Data records:
>>>

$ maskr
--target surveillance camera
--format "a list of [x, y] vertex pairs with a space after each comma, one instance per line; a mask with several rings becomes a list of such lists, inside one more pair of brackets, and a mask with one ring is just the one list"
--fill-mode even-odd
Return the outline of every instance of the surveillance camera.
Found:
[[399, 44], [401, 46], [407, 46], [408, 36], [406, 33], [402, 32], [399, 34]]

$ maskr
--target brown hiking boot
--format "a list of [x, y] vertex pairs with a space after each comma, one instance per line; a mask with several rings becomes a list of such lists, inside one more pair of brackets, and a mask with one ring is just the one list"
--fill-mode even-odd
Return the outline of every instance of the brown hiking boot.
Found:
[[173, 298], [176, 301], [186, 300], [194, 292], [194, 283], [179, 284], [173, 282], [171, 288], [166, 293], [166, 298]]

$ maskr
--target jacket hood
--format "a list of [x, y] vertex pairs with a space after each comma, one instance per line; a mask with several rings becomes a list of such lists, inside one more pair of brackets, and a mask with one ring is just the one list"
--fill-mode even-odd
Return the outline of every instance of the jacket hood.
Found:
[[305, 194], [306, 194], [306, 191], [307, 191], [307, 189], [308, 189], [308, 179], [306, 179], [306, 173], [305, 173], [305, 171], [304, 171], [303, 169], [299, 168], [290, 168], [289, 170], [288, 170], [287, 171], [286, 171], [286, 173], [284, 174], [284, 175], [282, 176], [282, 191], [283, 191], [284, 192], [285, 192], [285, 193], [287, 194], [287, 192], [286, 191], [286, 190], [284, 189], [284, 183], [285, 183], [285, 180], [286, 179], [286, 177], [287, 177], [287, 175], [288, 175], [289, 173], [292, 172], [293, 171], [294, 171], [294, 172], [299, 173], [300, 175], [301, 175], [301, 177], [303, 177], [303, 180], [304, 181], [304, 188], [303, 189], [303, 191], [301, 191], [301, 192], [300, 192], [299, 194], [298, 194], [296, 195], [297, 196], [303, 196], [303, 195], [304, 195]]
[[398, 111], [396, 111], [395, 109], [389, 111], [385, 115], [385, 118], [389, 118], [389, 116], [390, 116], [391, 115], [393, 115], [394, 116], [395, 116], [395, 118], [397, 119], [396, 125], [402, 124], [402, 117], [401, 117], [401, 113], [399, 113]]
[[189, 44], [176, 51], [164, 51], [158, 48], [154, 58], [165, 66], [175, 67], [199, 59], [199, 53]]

<<<

Directive: Turn the material, from its first line through the line containing "293], [166, 298]]" (both ends included), into a Markdown table with the columns Row and Line. Put each line in its own row with its row number, and leave out blank lines.

Exercise result:
| Row | Line |
|---|---|
| 1 | $ maskr |
| 2 | --target surveillance camera |
| 3 | --format "a list of [x, y] vertex pairs with a space after each comma, one instance per line; a mask with several rings becomes a list of such lists, inside one more pair of brackets, and a mask with one ring is just the one list" |
| 4 | --fill-mode even-odd |
| 5 | Return the outline of every instance of the surveillance camera. |
| 6 | Found: |
| 7 | [[399, 44], [401, 46], [407, 46], [408, 36], [406, 33], [402, 32], [399, 34]] |
| 8 | $ maskr |
| 9 | --target brown hiking boot |
| 10 | --format "a list of [x, y] vertex pairs with a space after each comma, one instance per line; a mask with several rings becomes a list of such lists, inside one more pair of brackets, and a mask with one ring is just the one list" |
| 11 | --fill-mode even-odd |
| 12 | Return the outline of every instance of the brown hiking boot. |
| 13 | Found: |
| 14 | [[173, 298], [176, 301], [186, 300], [194, 292], [194, 283], [179, 284], [173, 282], [171, 288], [166, 293], [166, 298]] |